Brief 1
Answer these from the design patent text:
(a) In what year was In re Rosen decided?
(b) What is the '508 patent for?
(c) In what month and year did a Federal Circuit panel affirm the PTAB's decision?

Last week, the Federal Circuit decided to consider, en banc, whether the Supreme Court’s 2007 KSR decision regarding obviousness overruled the Federal Circuit’s decades-old Rosen and Durling tests for design patents, setting in motion a potential lowering of the bar for obviousness.

The framework for determining whether a design patent is obvious traces back to two decisions from the eighties and nineties. In re Rosen, 673 F.2d 388 (CCPA 1982), established what constitutes a primary reference for assessing whether a design patent is obvious. For a reference to qualify as a primary reference under Rosen, the reference needs to show design characteristics that are “basically the same” as the claimed design. Durling v. Spectrum Furniture Co., 101 F.3d 100 (Fed. Cir. 1996), established the following two-part test for obviousness of design patents based on the standard set forth in Rosen: (1) whether there is a primary reference (a “Rosen reference”) with characteristics that are “basically the same” as the claimed design by discerning the visual impression of the design as a whole; and (2) if there is a Rosen reference, whether an ordinary designer would have modified the Rosen reference to create a design with the same overall visual appearance as the claimed design?

The Federal Circuit’s decision to grant en banc review stems from a Patent Trial and Appeal Board (“PTAB”) decision in a post-grant review (“PGR”) of U.S. Patent No. D855,508 S (the “’508 patent”). In particular, in April of 2020, LKQ Corporation and Keystone Automotive Industries, Inc. (“Petitioners”) filed a petition for PGR of the sole claim of GM Global Technology Operations LLC’s ’508 patent for a vehicle front skid bar. Petitioners asserted three grounds of unpatentability, including one ground of anticipation and two grounds of obviousness.

The PTAB instituted trial but ultimately found that Petitioners had “not demonstrated by a preponderance of the evidence that the sole claim of the ’508 patent [wa]s anticipated or would have been unpatentable.”

Petitioners appealed and argued “that the Supreme Court’s decision in KSR [International Co. v. Teleflex, Inc., 550 U.S. 398 (2007)] implicitly overruled the long-standing Rosen and Durling tests for obviousness of design patents, and therefore the Board’s decision applying such tests must at least be vacated and remanded.”

In January 2023, a Federal Circuit panel in a per curiam decision affirmed the PTAB’s decision and declined to overrule Rosen or Durling. The panel explained that “KSR did not involve or discuss design patents, which is the type of patent we have here before us and that was addressed by Rosen and Durling.” The panel further explained as follows:

And we note that in the more than fifteen years since KSR was decided, this court has decided over fifty design patent appeals. In these appeals, this court has continually applied Rosen and Durling just as it had in the decades preceding. Notably, the correctness of our current law in light of KSR was raised in only two of those over fifty appeals, only tangentially, and not addressed in our decisions in those two cases. This challenge is therefore an outlier.

Despite the panel’s assertion that Petitioner’s challenge was “an outlier,” the Federal Circuit granted Petitioners’ petition for rehearing en banc. The Federal Circuit posed the following questions for briefing:

A. Does KSR International Co. v. Teleflex Inc., 550 U.S. 398 (2007), overrule or abrogate In re Rosen, 673 F.2d 388 (CCPA 1982), and Durling v. Spectrum Furniture Co., Inc., 101 F.3d 100 (Fed. Cir. 1996)?

Dataset entries
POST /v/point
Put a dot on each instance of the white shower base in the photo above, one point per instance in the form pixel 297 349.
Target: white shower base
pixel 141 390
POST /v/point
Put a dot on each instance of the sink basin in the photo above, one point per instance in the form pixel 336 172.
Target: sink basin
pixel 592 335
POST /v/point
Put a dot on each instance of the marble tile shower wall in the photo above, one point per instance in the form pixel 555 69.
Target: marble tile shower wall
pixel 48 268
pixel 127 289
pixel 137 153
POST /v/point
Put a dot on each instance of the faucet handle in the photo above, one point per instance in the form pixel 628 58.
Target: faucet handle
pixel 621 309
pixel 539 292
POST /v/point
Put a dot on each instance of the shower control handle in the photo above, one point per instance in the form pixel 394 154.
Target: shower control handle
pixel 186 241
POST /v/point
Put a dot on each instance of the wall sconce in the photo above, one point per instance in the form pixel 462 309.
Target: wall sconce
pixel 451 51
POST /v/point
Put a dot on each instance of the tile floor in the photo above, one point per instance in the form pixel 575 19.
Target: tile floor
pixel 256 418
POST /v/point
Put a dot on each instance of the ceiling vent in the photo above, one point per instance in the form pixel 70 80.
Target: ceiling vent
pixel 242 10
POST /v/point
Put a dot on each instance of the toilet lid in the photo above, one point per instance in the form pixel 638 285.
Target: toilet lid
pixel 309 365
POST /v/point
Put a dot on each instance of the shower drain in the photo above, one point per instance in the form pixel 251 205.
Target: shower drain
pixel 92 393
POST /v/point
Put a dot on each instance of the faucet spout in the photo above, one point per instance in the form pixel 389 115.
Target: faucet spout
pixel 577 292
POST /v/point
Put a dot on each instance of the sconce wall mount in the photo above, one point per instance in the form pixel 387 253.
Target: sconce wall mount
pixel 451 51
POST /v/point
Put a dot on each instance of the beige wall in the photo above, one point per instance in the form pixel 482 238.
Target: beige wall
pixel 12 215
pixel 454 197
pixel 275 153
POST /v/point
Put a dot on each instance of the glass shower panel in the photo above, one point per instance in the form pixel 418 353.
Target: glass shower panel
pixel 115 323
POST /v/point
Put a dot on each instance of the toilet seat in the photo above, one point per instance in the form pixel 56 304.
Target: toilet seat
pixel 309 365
...
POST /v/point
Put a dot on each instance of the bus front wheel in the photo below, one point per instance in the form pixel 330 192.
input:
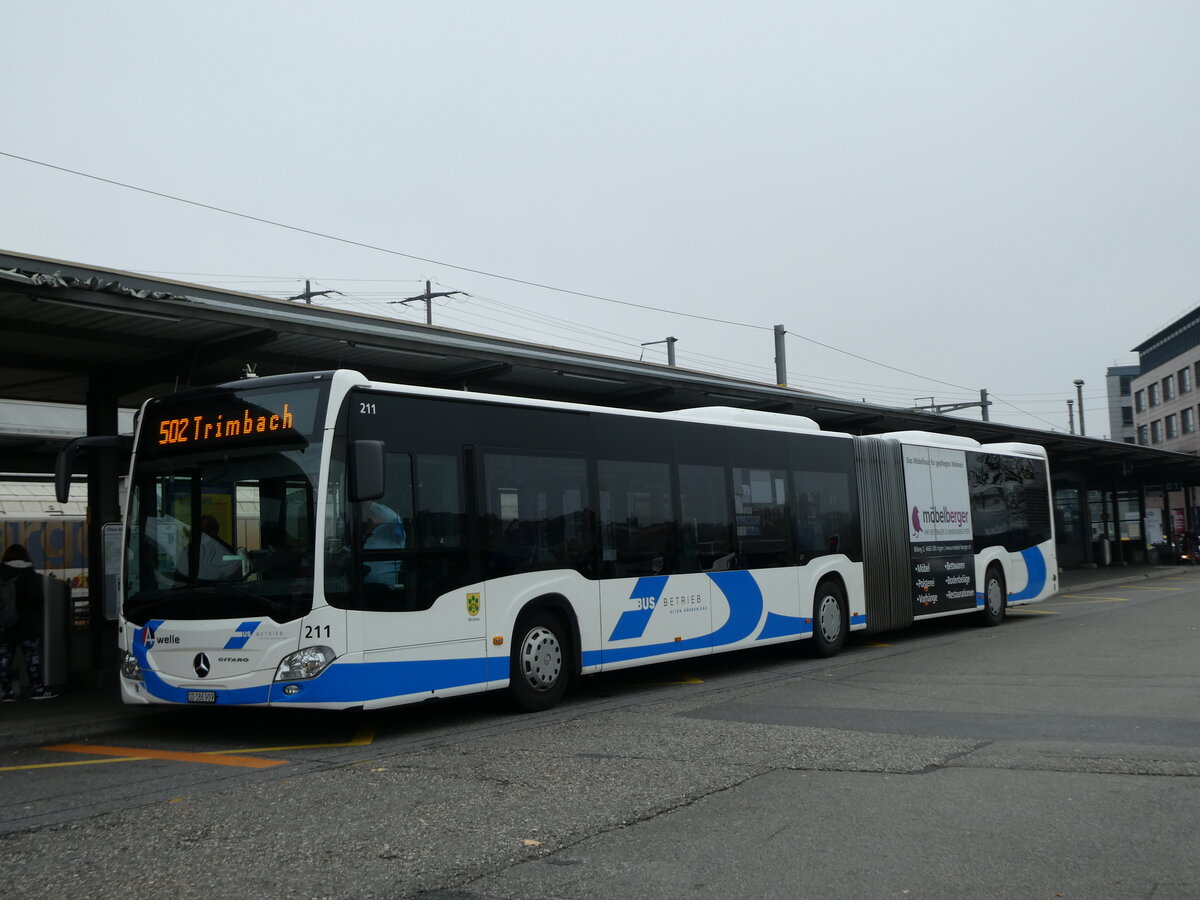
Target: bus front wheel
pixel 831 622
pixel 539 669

Brief 2
Find every line in the entries above that contains the string "sconce", with case counting, and copy each one.

Reply 1
(a) 1982
(b) A vehicle front skid bar
(c) January 2023

Reply 2
Put a dot on each instance of the wall sconce in the photo above, one point per instance in the form pixel 462 309.
Target: wall sconce
Put a dot on each instance of the sconce wall mount in the photo above, one point per instance in the form pixel 387 253.
Target: sconce wall mount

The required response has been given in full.